- Exercise instructions: Return each of the following lines exactly as it appears, omitting the pictures from your answer.

[Entries from a point annotation set]
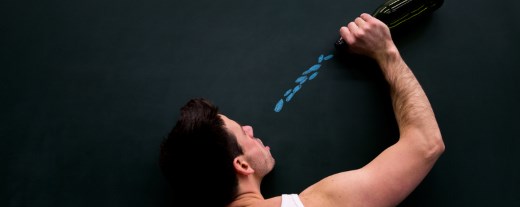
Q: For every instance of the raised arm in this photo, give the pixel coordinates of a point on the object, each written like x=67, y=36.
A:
x=397, y=171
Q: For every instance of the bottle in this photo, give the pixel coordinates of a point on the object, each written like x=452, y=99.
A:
x=399, y=13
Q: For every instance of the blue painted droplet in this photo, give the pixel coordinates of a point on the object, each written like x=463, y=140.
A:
x=312, y=69
x=279, y=106
x=287, y=92
x=297, y=88
x=301, y=79
x=313, y=76
x=289, y=97
x=328, y=57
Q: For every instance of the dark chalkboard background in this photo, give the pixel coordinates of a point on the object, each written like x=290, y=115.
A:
x=89, y=89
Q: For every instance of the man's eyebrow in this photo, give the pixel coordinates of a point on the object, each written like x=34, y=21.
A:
x=243, y=132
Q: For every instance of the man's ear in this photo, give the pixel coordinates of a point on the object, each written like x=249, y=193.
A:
x=242, y=166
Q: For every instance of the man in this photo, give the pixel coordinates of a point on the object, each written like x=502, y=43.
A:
x=211, y=160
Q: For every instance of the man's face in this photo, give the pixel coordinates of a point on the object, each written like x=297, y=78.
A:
x=255, y=152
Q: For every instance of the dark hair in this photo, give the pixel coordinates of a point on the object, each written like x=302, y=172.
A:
x=196, y=157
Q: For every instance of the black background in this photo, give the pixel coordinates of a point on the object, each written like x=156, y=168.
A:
x=89, y=89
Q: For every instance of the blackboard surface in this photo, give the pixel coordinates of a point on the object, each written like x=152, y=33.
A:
x=90, y=88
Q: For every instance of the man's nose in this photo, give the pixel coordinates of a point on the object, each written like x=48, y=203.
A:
x=249, y=130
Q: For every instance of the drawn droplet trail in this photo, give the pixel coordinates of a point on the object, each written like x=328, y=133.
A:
x=313, y=71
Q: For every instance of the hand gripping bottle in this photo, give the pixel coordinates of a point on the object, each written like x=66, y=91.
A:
x=398, y=13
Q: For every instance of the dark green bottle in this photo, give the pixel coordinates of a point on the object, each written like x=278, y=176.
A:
x=399, y=13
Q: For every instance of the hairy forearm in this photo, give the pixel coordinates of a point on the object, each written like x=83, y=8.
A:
x=412, y=109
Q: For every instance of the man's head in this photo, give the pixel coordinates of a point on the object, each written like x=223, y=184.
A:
x=204, y=153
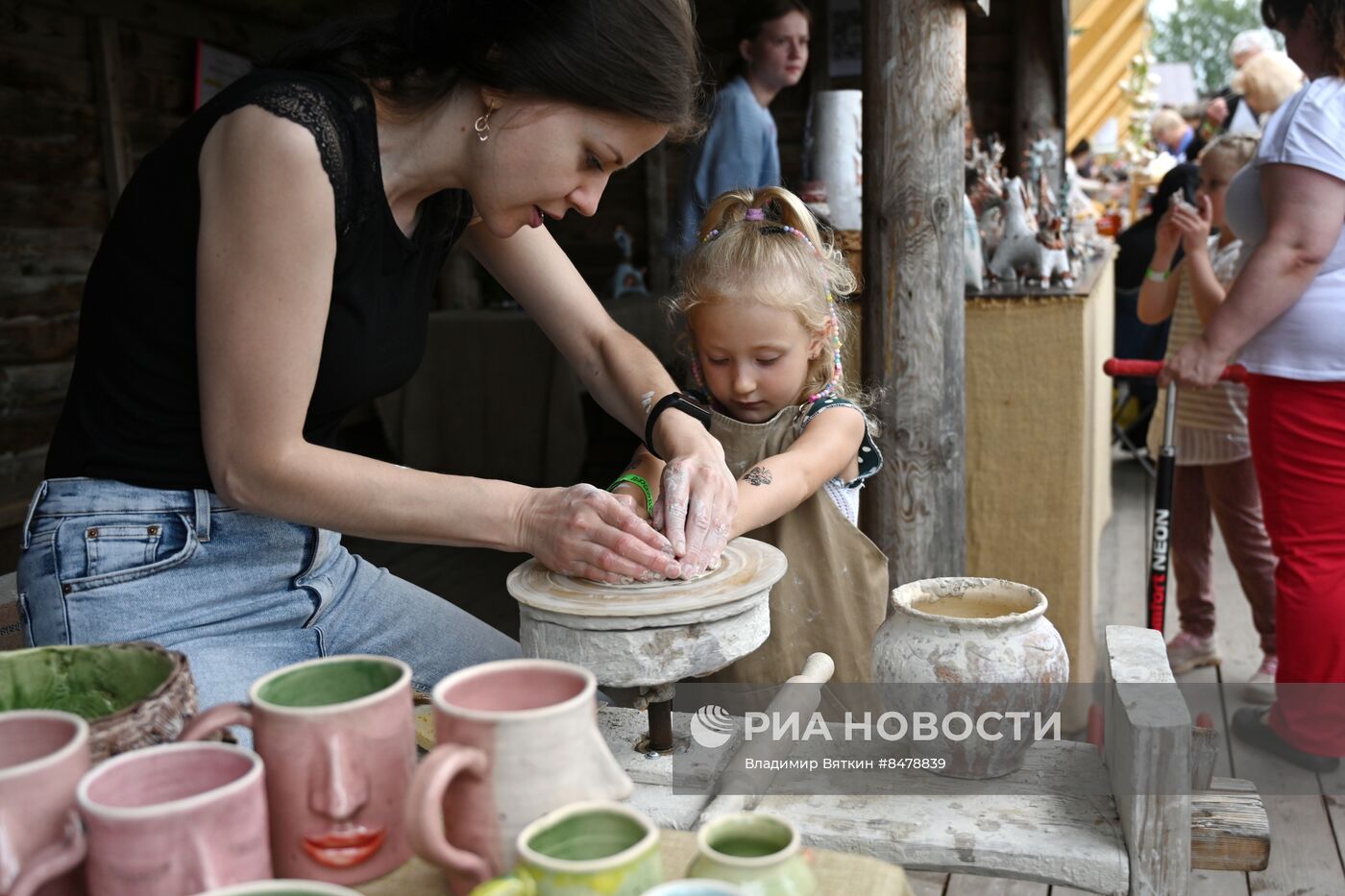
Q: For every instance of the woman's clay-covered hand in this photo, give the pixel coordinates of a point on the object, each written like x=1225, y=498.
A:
x=588, y=533
x=697, y=496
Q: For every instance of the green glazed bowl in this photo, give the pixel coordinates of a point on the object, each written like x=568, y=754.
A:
x=134, y=694
x=759, y=853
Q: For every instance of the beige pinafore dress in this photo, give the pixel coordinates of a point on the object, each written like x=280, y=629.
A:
x=833, y=596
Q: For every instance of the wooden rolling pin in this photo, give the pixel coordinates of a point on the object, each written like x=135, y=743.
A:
x=802, y=697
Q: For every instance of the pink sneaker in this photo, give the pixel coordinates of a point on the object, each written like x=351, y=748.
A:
x=1189, y=651
x=1260, y=688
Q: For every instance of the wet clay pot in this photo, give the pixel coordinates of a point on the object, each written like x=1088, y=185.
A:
x=515, y=739
x=975, y=650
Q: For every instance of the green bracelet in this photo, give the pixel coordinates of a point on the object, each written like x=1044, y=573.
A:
x=643, y=486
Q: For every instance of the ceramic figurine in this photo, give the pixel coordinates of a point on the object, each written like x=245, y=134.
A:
x=1055, y=260
x=515, y=740
x=1017, y=254
x=971, y=254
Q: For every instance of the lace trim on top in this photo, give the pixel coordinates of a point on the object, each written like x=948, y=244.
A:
x=319, y=113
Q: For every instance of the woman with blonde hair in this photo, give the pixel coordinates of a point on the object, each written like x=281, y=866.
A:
x=1284, y=319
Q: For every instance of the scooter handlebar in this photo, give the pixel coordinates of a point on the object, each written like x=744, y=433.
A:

- Task solution:
Q: For every instance of the raised arm in this photo, give the pixel coordinates of a point on the object, each written like x=67, y=36.
A:
x=397, y=171
Q: For every instance of the bottle in this photo, give the pixel coordinates of a point on the object, each written like x=452, y=99.
A:
x=399, y=13
Q: For every instance of the blue painted droplet in this photo, give the pixel coordinates of a point on the object, each written like x=463, y=140.
A:
x=312, y=69
x=279, y=106
x=287, y=92
x=297, y=88
x=301, y=79
x=313, y=76
x=289, y=97
x=328, y=57
Q: For every instance of the dark chalkboard background in this photo, give the pixel coordinates of a point on the object, each written like x=290, y=115.
A:
x=89, y=89
Q: For every instance of the man's eyebrow in this photo, give the pixel coordinates of a point on the object, each written like x=34, y=21.
A:
x=243, y=132
Q: For every instance of the man's ear in this photo, give the pixel coordinates of a point on the object, each written like x=249, y=193.
A:
x=242, y=166
Q: For every instance of the man in this photo, give the pixel coordinates of a point on the object, each written like x=502, y=43.
A:
x=211, y=160
Q: For every instance of the man's face in this photo, give the pixel coordinates of a point on the object, each written like x=297, y=78.
A:
x=255, y=152
Q: For every instance of the dark hair in this photo, give the pixel coordinates of a point on the object, each written like x=302, y=172.
A:
x=196, y=157
Q: For every instance of the black background in this photo, give the pixel coordinates of a point on the object, each written like x=156, y=168.
A:
x=89, y=89
Q: For every instance of the blackboard surface in this photo, give the pixel coordinates of a point on the object, each written like x=152, y=33.
A:
x=90, y=88
Q: For every instance of the man's nose in this photo, give the pixel coordinates of a point on the object, each written like x=48, y=203.
A:
x=249, y=130
Q: For every instance of the drawn droplet trail in this photo, give the pixel coordinates of a point on the object, each written like x=328, y=133.
A:
x=313, y=71
Q: For every instance of the hand gripping bottle in this photo, give the pixel coordinates of a point on the object, each written like x=66, y=91.
A:
x=398, y=13
Q: For every instance of the dark green bottle in this photo, give the pixel coordinates of a point on the object, each written like x=278, y=176.
A:
x=399, y=13
Q: For every instance of the hairy forearm in this photo, give the pixel coordinates of a point on the object, each written like x=83, y=8.
A:
x=412, y=109
Q: For every instance of the man's head in this photo, give the pixel coordinates of a point on the object, each written like x=223, y=184.
A:
x=204, y=153
Q: For every instance of the woman's clay-covered hand in this photo, give the pixel coordinates of a point on the object, each written like x=1225, y=498.
A:
x=588, y=533
x=697, y=496
Q: For every instance of the green glazed bowl in this photo, give the pixel coordinates of a point on the object, each written like x=568, y=754.
A:
x=134, y=694
x=759, y=853
Q: For every instance of the beige pinafore dress in this photo, give the pixel coordinates of a point on the object, each written like x=280, y=629.
A:
x=833, y=596
Q: For every instance of the wooden rolling pin in this photo, give the pixel coordinates of a point on the object, each written like x=135, y=743.
A:
x=802, y=697
Q: For every instance of the pink sneaker in this photo, give the pixel coordinates of a point on the object, each written like x=351, y=748.
A:
x=1189, y=651
x=1260, y=688
Q: For every instance of the wet clay pot in this photo, give the pixel coordinates of a point on the object, each written like x=1088, y=185.
A:
x=515, y=739
x=975, y=650
Q: For every instance of the green bracelet in this photo, give the pixel coordinates of a point on the object, each written like x=1044, y=573.
A:
x=643, y=486
Q: For every instance of the ceramic figurine in this photo, give the pixel coordinates of a point on the object, each written like x=245, y=134.
A:
x=1055, y=260
x=515, y=740
x=1017, y=254
x=971, y=254
Q: For every instance of the lace trim on top in this photo, give the pixel coordinates of a point on the object, each written like x=948, y=244.
A:
x=319, y=113
Q: For every instance of the woman with blonde hair in this photo, give the pixel coordinates of a point on the object, each written like x=281, y=866.
A:
x=1284, y=319
Q: For every instance of the scooter handlebar in this photo, give the pixel coordinates of a point on the object, each written like x=744, y=433.
A:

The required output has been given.